▶ Task set:
1. Copy out the section of the horse racing article from "The difficulty of" up to and including "the police’s instructions.".
2. Write the next part of the horse racing article, starting after its final sentence.

The difficulty of maintaining distancing measures in sport came to a head in Denmark on Saturday May 2 when police stormed a horse racing event and forced its cancellation after just one race.
The meeting at the Racing Arena in Aalborg was shut down after it flouted a government ban on gatherings of more than ten people – this figure was exceeded by the number of jockeys, trainers and safety staff present.
The move was something of a surprise given that Aalborg has continue to host racing behind closed doors since mid-April, but it is believed that the government has ordered the police to crack down harder on any possible flouting of the distancing rules – whether an innocent breach or otherwise. Nobody was punished with fines on the day as all parties complied with the police’s instructions.
Officials at the Racing Arena wrote to the police to seek clarification of any new ruling, but they are yet to receive a response.
Lars Hellerup, the course manager, told a local news agency that police stormed the race track as soon as the first race was concluded, ordering them to ‘shut down’.
“We will contact the authorities to see if there is something that can be done so that we can run races again. The problem has been that if we choose to cancel ourselves, we cannot get support in the form of the relief packages.”
The episode confirms the difficulties that racetracks around the world are going to have in ensuring a safe return for the sport while maintaining their financial independence, with French and German racing set to return in the next week or so.
Longchamp Leads the Way for Racing’s Return
It has been in the pipeline for a while, and now France Galop have been given the official go ahead to return on Monday May 11.
Longchamp will be the host after Paris police gave their permission for the sport to resume, even though the city is still considered a ‘red zone’ under the French government’s current measures.
In France all regions have been designated as green, orange and red zones, with green areas likely to have their restrictions lifted earlier than those classed as orange and red.
And so it’s something of a surprise that Longchamp, found in the Parisian district of Bois de Boulogne, has been given a permit to race.
But local police support is the last tick in the box, and so racing in France will officially kick off on Monday.
“We obtained and received from the Prefecture of Police in Paris authorisation to resume racing on May 11. This is great news and a real victory!” were the emphatic words of France Galop president Edouard de Rothschild.
BHA Facing Criticism for Lack of Clarity on UK Return
While French racing fans rejoice as their country’s willingness to get the sport up and running, in the UK and Ireland confusion reigns as to what is exactly the plan of attack from the BHA.

(Referring expression records)
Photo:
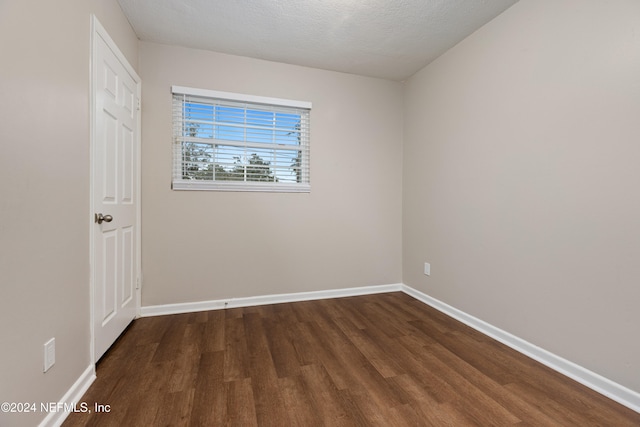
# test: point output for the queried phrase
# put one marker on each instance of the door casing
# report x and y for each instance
(98, 31)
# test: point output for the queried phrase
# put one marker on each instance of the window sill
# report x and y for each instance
(240, 186)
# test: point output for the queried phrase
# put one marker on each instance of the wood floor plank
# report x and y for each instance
(385, 359)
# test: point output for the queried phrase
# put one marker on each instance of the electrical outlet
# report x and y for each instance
(49, 354)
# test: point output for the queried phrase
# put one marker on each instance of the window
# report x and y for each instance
(231, 142)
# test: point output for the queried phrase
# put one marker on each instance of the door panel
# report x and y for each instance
(115, 175)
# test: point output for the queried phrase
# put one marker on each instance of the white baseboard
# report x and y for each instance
(596, 382)
(192, 307)
(73, 395)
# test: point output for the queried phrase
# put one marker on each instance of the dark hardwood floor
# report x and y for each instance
(386, 360)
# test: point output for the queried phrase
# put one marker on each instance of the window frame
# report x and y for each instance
(179, 183)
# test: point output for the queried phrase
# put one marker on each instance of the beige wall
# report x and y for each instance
(199, 246)
(521, 172)
(44, 183)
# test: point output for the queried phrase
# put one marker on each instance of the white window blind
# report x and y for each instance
(233, 142)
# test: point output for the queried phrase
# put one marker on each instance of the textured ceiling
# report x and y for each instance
(390, 39)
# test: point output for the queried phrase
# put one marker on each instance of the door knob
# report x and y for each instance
(99, 218)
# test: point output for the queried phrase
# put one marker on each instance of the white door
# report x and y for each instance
(115, 236)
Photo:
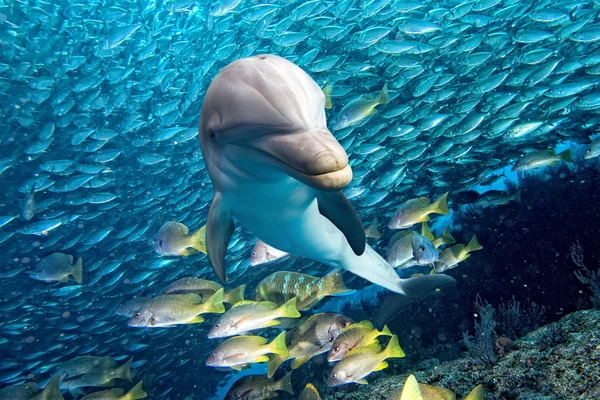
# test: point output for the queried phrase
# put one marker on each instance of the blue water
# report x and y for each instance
(100, 106)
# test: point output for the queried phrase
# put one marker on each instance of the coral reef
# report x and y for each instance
(535, 368)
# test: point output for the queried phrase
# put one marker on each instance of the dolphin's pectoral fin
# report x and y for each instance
(219, 228)
(337, 208)
(415, 288)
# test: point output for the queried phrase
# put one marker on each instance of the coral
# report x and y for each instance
(586, 275)
(566, 370)
(515, 320)
(482, 346)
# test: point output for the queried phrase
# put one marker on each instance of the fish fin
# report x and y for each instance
(196, 320)
(311, 390)
(381, 366)
(275, 360)
(516, 197)
(382, 97)
(289, 310)
(473, 245)
(51, 391)
(235, 295)
(411, 390)
(198, 240)
(426, 232)
(136, 392)
(385, 331)
(124, 371)
(372, 111)
(285, 383)
(440, 206)
(214, 304)
(297, 362)
(414, 289)
(219, 228)
(277, 346)
(327, 92)
(476, 394)
(566, 156)
(334, 284)
(393, 349)
(337, 208)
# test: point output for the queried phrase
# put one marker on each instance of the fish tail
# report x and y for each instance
(78, 270)
(393, 349)
(289, 310)
(275, 360)
(277, 346)
(382, 97)
(516, 197)
(426, 232)
(473, 245)
(214, 304)
(51, 391)
(198, 240)
(235, 295)
(447, 237)
(476, 394)
(333, 284)
(135, 393)
(566, 155)
(285, 383)
(440, 206)
(124, 371)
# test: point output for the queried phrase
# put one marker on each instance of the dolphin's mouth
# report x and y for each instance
(313, 157)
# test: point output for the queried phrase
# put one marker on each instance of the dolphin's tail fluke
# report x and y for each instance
(414, 289)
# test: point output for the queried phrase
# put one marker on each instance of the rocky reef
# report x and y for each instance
(556, 361)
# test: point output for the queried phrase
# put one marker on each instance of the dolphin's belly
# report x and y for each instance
(287, 217)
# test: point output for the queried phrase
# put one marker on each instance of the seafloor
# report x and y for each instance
(530, 370)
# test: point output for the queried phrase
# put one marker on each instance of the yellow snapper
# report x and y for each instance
(135, 393)
(250, 315)
(412, 390)
(240, 351)
(541, 158)
(259, 387)
(356, 335)
(58, 267)
(176, 309)
(361, 361)
(313, 337)
(360, 108)
(172, 239)
(309, 393)
(417, 210)
(205, 289)
(308, 290)
(451, 256)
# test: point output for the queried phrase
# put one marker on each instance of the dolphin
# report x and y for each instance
(279, 171)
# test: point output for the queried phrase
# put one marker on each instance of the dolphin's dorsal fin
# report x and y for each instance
(337, 208)
(219, 228)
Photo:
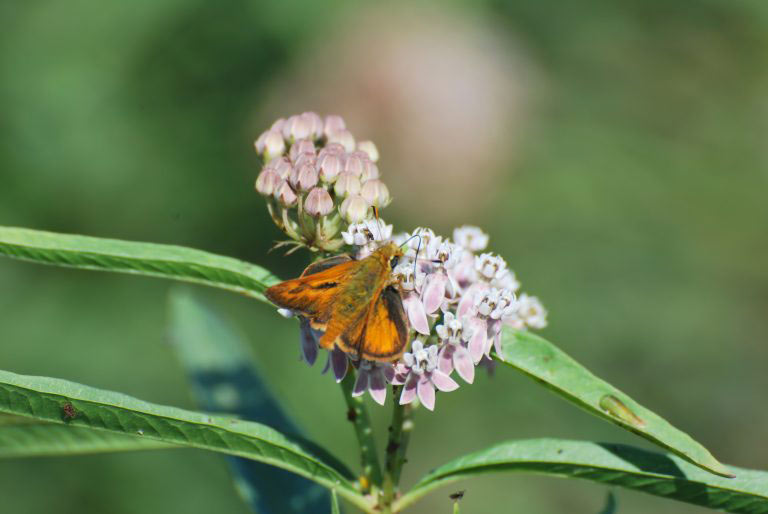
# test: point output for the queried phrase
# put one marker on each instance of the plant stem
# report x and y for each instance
(397, 445)
(361, 422)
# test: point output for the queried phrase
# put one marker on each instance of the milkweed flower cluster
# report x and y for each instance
(318, 179)
(457, 296)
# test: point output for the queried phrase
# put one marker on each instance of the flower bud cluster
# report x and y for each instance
(457, 301)
(317, 179)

▶ Per-task outputs:
1.
The difficulty of maintaining distancing measures in sport came to a head in Denmark on Saturday May 2 when police stormed a horse racing event and forced its cancellation after just one race.
The meeting at the Racing Arena in Aalborg was shut down after it flouted a government ban on gatherings of more than ten people – this figure was exceeded by the number of jockeys, trainers and safety staff present.
The move was something of a surprise given that Aalborg has continue to host racing behind closed doors since mid-April, but it is believed that the government has ordered the police to crack down harder on any possible flouting of the distancing rules – whether an innocent breach or otherwise. Nobody was punished with fines on the day as all parties complied with the police’s instructions.

2.
The organisation’s chief operating officer, Richard Wayman, has come under fire for refusing to nominate a specific date for racing to return on domestic shores.
And the trainer Mark Johnston believes the BHA are dragging the feet waiting for a government-led response, when it is they who should be approaching the government with dedicated resumption proposals.
“We should be going to government with a firm plan, saying x number of days after lockdown this is what we intend to do,” he commented.
“Racing is the shopfront of our business and it would seem to me that, better than just about any other sport, we can put on racing within government’s guidelines. It’s been done in Australia, Hong Kong, they’ve been going on right through – the template is there for doing it and we should be setting out to do it.”
A possible May 15 resumption has been mentioned on the grapevine, but Wayman refused to commit to that possibility in a chat with Sky Sports Racing.
“I don’t think it would have been the right thing for us to come out and name a date, it would have been an arbitrary date. Our aim is to ensure when we’re given the green light, we’re ready to go.
“We have put forward detailed plans to the government, but it has to be a two-way process where we’re sensitive to what the government and the scientific officials advising them are saying back to us.”
And in an ironic twist, given what has happened in Demark, Wayman also reiterated his desire not to bring racing back too soon, in case it has to be shut down immediately after.
“One of the worst things that could happen for racing or any sport is for it to resume then after a few weeks have to stop because we haven’t got it right,” he said.
“We’re really dependent on the work of Dr Jerry Hill, the chief medical adviser of the BHA, who’s working with other sports to ensure when it does resume it does so in a safe way.
“We need to make sure we’ve gone through every possible step to make sure that the return is a safe one.”